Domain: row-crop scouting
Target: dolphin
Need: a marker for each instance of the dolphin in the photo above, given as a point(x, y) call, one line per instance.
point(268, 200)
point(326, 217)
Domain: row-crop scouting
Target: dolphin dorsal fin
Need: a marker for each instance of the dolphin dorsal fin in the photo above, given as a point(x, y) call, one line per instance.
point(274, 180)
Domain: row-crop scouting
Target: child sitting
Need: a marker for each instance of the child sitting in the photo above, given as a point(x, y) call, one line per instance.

——————————

EXERCISE: Your answer must consist solely of the lines from the one containing "Target: dolphin dorsal fin" through the last line of the entries, reproduced exactly.

FINAL ANSWER:
Target: dolphin dorsal fin
Need: a marker for each instance of the dolphin dorsal fin in the photo above, given as a point(x, y) call, one line per instance.
point(274, 180)
Domain: row-crop scouting
Target: child sitting
Need: a marker for each instance of the child sitting in the photo above, given as a point(x, y) call, one line per instance.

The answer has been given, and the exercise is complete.